What is needed:
State how many lines below hold the word "glass". Give that number and no other text.

Data:
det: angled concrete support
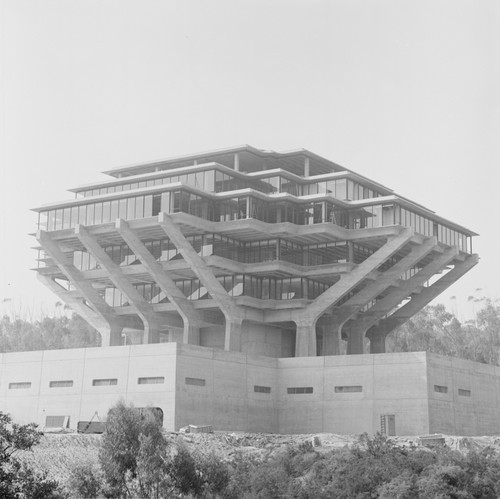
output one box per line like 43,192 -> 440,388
36,274 -> 123,346
295,318 -> 317,357
159,213 -> 245,351
116,219 -> 204,345
361,247 -> 459,323
326,237 -> 439,341
36,231 -> 123,345
375,254 -> 479,339
74,224 -> 170,344
303,228 -> 414,323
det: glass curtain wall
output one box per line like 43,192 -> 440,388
39,190 -> 471,253
102,274 -> 332,306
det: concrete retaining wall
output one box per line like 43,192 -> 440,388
0,345 -> 499,435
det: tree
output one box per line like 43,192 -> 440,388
0,312 -> 100,353
0,411 -> 62,498
387,301 -> 500,366
99,401 -> 170,498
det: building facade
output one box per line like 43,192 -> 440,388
1,344 -> 499,436
33,146 -> 478,357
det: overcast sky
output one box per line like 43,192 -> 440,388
1,0 -> 498,321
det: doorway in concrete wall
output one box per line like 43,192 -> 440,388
380,414 -> 396,436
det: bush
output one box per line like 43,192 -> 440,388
99,401 -> 170,498
0,411 -> 63,498
66,459 -> 104,498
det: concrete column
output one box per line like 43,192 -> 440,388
225,319 -> 243,351
346,332 -> 363,354
346,325 -> 366,355
184,323 -> 201,346
102,324 -> 124,347
304,157 -> 310,177
159,213 -> 246,351
143,322 -> 160,344
367,326 -> 387,354
321,324 -> 340,356
295,320 -> 317,357
234,153 -> 240,171
116,219 -> 204,346
74,224 -> 171,344
347,241 -> 354,263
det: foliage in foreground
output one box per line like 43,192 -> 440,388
63,401 -> 500,498
0,412 -> 63,498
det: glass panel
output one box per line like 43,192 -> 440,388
142,195 -> 151,217
110,201 -> 119,221
94,203 -> 103,224
102,202 -> 111,223
62,208 -> 71,229
54,209 -> 63,230
152,194 -> 162,216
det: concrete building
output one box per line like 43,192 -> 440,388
32,146 -> 478,356
10,145 -> 484,435
1,344 -> 500,436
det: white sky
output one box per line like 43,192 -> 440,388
0,0 -> 499,321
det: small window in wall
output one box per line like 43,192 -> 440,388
287,387 -> 313,394
45,415 -> 69,428
9,382 -> 31,390
458,389 -> 471,397
254,385 -> 271,394
335,385 -> 362,393
92,378 -> 118,386
50,380 -> 74,388
434,385 -> 448,393
138,377 -> 165,385
185,377 -> 205,386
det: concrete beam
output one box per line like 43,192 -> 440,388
265,228 -> 414,324
116,219 -> 206,345
158,213 -> 245,351
158,214 -> 241,317
333,237 -> 438,327
376,253 -> 479,337
36,274 -> 123,346
361,246 -> 459,324
306,228 -> 414,320
36,230 -> 120,333
74,224 -> 176,343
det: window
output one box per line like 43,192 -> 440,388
434,385 -> 448,393
138,377 -> 165,385
92,378 -> 118,386
185,377 -> 205,386
254,385 -> 271,394
9,382 -> 31,390
458,389 -> 471,397
49,380 -> 73,388
335,385 -> 362,393
287,387 -> 313,394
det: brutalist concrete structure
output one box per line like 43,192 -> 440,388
1,345 -> 499,436
32,146 -> 478,357
14,146 -> 490,436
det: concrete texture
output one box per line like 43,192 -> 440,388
1,344 -> 499,436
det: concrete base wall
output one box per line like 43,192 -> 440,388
427,354 -> 500,435
0,345 -> 499,435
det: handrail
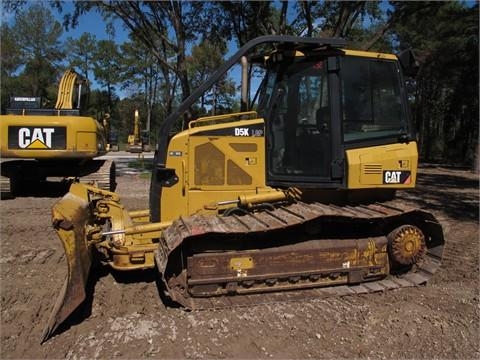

Response to this exercise:
2